▸ What to produce
Please copy the material word for word, starting with its first line and going on through the line that contains "point(230, 84)", with both of those lines included.

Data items
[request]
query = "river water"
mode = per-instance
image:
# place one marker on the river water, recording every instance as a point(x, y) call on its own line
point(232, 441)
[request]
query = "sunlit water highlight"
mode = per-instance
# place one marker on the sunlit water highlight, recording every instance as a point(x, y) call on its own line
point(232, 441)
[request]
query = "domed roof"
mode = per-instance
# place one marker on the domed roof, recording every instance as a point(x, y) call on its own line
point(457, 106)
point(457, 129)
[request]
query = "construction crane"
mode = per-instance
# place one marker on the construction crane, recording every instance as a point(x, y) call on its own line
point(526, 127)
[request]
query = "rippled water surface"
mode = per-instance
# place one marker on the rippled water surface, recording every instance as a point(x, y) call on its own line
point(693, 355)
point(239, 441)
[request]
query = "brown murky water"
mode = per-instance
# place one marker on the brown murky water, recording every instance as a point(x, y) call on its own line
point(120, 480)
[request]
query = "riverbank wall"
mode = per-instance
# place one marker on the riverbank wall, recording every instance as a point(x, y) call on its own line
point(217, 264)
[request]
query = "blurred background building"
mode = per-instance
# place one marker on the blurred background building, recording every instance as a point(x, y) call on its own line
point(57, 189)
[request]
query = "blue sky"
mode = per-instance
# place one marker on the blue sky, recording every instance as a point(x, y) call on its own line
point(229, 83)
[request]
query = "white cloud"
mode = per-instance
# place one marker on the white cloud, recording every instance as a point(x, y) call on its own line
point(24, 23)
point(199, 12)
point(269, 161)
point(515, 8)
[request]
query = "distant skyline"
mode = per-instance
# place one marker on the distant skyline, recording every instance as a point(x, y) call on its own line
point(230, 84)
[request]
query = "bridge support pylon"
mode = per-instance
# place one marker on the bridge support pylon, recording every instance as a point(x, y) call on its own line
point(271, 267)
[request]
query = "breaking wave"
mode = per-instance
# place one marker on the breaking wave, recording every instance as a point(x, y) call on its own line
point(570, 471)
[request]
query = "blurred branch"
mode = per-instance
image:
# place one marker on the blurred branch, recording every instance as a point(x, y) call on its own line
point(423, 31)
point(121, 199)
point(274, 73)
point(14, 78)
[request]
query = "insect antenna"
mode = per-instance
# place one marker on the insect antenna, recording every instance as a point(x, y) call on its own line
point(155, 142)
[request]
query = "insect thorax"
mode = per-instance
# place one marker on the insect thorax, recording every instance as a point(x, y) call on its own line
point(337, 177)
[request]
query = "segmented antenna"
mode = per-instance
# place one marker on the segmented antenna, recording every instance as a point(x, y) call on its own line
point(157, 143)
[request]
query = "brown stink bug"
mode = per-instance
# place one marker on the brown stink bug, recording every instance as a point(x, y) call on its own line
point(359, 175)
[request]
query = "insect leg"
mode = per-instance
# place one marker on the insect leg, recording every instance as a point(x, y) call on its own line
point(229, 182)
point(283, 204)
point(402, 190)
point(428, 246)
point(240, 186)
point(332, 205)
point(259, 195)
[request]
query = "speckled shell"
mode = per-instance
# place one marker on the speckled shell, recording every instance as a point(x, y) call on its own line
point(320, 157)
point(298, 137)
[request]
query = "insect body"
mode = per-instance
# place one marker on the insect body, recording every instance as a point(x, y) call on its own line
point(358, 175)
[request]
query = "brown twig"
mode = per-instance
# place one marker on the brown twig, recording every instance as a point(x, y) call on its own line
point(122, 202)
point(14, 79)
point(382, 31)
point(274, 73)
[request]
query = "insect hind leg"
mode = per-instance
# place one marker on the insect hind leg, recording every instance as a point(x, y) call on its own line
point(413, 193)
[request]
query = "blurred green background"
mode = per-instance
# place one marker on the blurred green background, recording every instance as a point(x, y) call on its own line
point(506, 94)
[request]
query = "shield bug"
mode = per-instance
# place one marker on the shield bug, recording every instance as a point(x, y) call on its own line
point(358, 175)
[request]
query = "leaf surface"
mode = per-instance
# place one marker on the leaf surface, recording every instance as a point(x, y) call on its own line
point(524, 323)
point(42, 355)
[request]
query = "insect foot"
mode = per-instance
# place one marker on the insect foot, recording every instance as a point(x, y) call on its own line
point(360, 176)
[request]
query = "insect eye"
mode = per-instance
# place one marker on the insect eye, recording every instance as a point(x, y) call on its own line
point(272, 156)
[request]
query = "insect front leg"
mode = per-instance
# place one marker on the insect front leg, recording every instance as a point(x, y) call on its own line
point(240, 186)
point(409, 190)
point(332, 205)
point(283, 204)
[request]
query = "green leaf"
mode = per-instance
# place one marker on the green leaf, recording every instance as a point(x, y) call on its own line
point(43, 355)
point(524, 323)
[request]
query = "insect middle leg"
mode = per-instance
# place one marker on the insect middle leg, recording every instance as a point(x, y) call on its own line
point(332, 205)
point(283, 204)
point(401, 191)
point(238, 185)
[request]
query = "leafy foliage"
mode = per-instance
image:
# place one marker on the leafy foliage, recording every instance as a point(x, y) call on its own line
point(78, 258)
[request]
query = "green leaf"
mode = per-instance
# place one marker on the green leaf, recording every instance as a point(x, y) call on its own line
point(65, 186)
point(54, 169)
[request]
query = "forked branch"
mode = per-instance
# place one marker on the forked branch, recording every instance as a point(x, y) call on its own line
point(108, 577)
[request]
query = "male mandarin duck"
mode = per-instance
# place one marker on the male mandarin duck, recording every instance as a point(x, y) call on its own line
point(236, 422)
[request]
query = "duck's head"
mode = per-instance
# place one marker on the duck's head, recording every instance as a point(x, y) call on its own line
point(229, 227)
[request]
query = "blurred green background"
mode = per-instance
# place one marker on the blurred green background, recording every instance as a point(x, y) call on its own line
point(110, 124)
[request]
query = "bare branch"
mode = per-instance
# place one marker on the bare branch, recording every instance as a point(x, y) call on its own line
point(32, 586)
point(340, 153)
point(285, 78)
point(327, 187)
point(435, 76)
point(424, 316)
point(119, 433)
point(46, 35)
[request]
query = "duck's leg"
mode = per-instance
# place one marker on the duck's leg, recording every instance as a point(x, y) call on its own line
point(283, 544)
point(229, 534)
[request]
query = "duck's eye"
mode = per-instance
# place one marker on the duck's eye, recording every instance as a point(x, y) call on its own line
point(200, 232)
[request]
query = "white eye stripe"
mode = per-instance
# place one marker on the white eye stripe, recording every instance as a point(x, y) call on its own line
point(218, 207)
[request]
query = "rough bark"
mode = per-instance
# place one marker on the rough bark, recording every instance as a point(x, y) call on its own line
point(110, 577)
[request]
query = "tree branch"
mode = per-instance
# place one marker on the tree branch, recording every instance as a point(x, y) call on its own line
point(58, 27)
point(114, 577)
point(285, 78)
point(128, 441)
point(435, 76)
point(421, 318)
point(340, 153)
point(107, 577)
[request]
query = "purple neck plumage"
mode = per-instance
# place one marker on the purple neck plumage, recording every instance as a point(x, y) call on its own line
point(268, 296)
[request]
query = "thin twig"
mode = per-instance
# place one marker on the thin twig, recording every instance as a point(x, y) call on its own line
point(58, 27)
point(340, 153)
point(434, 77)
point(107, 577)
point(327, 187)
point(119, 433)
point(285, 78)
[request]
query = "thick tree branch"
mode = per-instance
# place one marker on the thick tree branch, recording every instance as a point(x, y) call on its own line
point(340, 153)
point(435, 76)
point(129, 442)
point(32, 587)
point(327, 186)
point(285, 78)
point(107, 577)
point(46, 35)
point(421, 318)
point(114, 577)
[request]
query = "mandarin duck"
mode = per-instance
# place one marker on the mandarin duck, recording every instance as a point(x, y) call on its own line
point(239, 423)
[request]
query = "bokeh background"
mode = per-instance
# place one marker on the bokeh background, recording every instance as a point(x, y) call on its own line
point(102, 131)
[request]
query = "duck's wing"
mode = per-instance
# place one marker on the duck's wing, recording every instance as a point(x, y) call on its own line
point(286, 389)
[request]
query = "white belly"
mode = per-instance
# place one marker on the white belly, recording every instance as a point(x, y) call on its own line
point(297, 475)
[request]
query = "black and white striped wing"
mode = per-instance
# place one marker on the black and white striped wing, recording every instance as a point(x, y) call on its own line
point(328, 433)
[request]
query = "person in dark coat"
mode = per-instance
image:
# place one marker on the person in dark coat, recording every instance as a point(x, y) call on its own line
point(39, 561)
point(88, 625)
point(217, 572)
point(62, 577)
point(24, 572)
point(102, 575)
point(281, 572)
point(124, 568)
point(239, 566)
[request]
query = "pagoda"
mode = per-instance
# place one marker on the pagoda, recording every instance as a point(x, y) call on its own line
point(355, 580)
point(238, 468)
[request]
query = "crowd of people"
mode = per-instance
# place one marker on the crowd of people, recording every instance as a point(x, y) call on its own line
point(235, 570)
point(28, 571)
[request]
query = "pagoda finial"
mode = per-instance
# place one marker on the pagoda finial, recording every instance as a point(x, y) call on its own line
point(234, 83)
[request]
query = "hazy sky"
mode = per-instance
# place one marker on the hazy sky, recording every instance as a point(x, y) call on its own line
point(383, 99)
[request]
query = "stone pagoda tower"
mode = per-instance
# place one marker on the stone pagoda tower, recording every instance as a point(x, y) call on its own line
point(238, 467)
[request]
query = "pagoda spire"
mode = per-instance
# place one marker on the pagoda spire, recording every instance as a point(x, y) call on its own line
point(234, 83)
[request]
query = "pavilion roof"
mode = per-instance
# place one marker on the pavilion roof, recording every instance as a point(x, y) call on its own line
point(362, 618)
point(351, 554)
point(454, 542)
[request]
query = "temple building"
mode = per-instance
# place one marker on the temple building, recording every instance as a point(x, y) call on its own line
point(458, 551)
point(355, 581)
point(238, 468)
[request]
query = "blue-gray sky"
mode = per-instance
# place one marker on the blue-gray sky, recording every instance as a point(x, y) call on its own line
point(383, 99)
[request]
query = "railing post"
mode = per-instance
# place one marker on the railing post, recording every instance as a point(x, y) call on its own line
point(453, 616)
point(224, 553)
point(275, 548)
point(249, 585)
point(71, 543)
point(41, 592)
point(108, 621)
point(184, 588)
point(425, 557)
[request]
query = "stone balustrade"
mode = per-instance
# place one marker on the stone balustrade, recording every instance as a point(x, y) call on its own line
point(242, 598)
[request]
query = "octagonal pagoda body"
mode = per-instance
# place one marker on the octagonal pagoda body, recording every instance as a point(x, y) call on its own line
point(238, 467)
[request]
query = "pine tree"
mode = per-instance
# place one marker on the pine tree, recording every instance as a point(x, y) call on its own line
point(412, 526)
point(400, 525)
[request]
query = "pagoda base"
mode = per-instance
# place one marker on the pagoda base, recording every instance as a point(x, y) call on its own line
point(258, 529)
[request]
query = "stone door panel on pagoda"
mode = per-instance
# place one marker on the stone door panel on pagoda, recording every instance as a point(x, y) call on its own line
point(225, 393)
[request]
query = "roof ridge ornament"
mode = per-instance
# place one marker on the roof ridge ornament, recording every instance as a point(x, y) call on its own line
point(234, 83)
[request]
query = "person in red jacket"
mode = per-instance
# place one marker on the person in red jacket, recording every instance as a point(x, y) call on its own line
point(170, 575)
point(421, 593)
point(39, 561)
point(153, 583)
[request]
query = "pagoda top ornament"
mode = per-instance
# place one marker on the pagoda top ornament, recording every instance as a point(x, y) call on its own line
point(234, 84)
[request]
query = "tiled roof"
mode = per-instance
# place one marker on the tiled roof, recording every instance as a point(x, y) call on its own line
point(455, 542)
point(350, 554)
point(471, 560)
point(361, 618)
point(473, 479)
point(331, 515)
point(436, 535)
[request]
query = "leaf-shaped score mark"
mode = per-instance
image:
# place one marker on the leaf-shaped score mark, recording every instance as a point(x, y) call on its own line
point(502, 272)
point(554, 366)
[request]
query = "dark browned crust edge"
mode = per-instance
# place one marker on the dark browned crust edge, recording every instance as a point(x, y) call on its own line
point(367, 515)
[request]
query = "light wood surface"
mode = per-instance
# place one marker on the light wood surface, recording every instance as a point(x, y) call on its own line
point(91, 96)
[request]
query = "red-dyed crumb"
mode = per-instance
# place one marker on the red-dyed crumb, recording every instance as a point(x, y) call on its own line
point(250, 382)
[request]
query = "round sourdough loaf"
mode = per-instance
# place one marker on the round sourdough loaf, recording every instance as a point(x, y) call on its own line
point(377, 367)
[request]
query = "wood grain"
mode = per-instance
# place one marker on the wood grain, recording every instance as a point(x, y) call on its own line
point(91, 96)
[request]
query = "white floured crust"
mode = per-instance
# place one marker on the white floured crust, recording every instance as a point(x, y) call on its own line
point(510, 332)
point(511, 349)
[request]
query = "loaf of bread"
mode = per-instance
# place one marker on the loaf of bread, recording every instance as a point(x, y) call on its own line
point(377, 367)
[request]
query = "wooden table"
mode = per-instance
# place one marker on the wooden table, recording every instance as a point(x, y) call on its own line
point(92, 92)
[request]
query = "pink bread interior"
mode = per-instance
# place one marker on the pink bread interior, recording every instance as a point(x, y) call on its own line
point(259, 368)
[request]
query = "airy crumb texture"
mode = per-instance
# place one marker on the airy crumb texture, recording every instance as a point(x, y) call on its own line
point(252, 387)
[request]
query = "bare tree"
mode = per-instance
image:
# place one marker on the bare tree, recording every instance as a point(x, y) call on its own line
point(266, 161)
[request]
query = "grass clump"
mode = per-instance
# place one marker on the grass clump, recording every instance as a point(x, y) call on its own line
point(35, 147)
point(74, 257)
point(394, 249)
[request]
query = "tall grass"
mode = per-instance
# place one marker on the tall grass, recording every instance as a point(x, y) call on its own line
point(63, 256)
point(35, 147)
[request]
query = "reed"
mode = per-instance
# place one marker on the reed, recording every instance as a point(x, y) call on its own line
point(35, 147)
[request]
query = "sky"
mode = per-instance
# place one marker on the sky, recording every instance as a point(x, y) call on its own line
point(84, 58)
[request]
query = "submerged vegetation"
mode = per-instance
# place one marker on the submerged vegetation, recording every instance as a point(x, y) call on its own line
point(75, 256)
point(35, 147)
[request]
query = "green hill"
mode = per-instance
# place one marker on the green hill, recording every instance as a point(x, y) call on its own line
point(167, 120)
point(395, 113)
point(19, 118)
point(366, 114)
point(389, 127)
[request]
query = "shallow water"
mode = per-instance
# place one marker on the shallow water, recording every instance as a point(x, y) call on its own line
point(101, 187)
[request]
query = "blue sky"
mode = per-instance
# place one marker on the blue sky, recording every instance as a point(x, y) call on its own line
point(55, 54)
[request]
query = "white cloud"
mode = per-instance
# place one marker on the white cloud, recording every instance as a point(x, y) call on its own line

▸ Answer to the exercise
[request]
query = "river water"
mode = per-instance
image:
# place one marker on the river water, recording every instance as a point(x, y) call on its own line
point(232, 441)
[request]
query = "sunlit water highlight"
mode = per-instance
# place one marker on the sunlit water highlight, recording every instance as a point(x, y) call on its own line
point(232, 441)
[request]
query = "domed roof"
mode = per-instance
# place one marker on the domed roof, recording every instance as a point(x, y) call on its own line
point(457, 106)
point(457, 129)
[request]
query = "construction crane"
mode = per-instance
# place one marker on the construction crane, recording every instance as a point(x, y) call on its own line
point(526, 127)
[request]
query = "rippled water surface"
mode = per-instance
# place one marker on the rippled water surface, recording every instance as a point(x, y) call on its own line
point(693, 355)
point(239, 441)
[request]
query = "brown murky water"
mode = per-instance
# place one marker on the brown murky water, recording every instance as a point(x, y) call on its own line
point(120, 480)
[request]
query = "riverbank wall"
mode = per-instance
# place one marker on the riverbank wall, recording every instance as a point(x, y) call on its own line
point(217, 264)
[request]
query = "blurred background building"
mode = per-instance
# place one marker on the blurred background building, recording every instance as a point(x, y) call on its own line
point(57, 189)
[request]
query = "blue sky"
mode = per-instance
# place one marker on the blue sky, recording every instance as a point(x, y) call on its own line
point(229, 83)
[request]
query = "white cloud"
mode = per-instance
# place one marker on the white cloud, recording every instance as a point(x, y) call on its own line
point(24, 23)
point(199, 12)
point(269, 161)
point(515, 8)
[request]
query = "distant skyline"
mode = per-instance
# place one marker on the distant skyline, recording every instance as a point(x, y) call on its own line
point(230, 84)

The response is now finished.